**Required work:**
Gather every line of the items below that contains the word "horse".

Entries from a point annotation set

++++

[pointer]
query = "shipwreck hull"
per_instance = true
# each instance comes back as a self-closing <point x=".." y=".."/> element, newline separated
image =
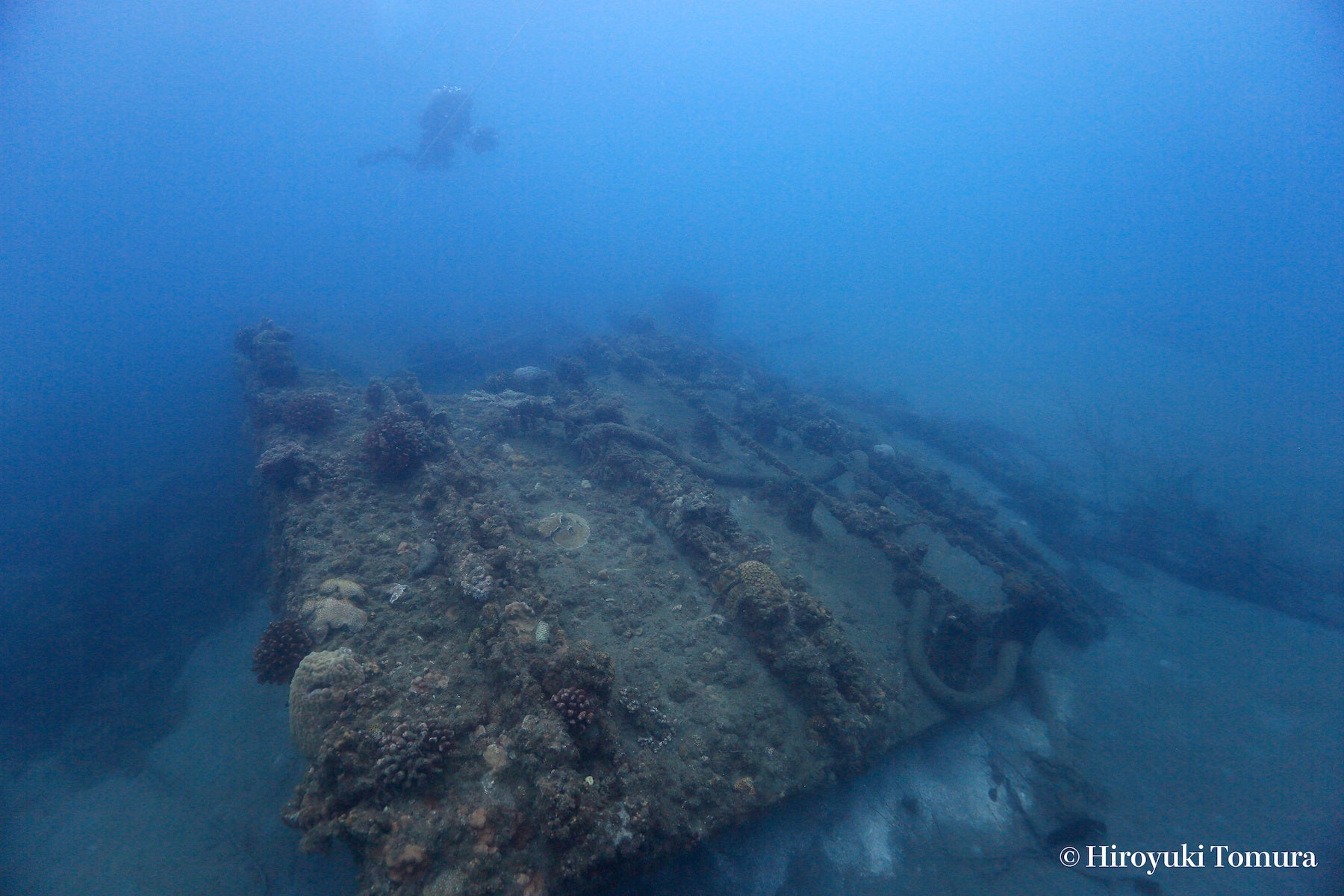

++++

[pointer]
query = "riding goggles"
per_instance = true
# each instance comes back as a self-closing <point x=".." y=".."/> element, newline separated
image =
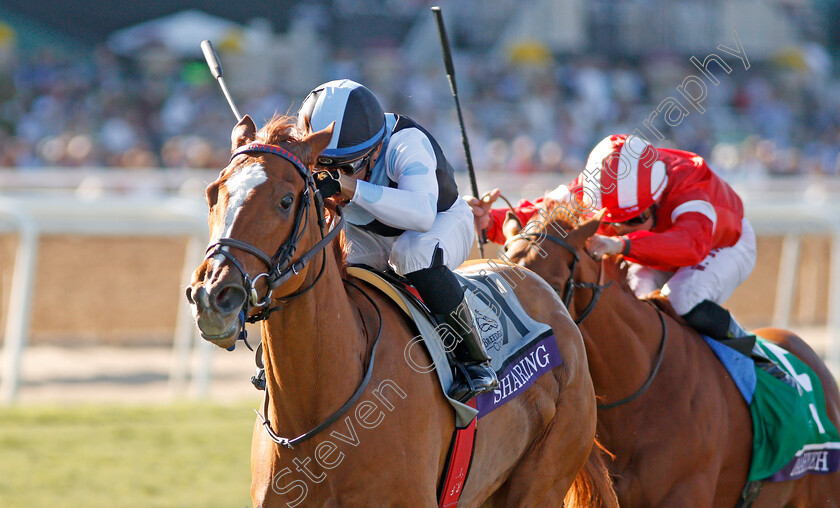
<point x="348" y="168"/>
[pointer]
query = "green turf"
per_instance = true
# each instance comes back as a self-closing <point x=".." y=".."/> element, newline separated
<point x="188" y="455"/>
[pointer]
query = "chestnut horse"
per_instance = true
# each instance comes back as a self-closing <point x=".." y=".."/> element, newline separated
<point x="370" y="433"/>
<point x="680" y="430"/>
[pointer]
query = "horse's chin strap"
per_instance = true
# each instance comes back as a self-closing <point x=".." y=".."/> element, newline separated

++++

**Written answer:**
query = "chestnut horse"
query = "horse's chin strap"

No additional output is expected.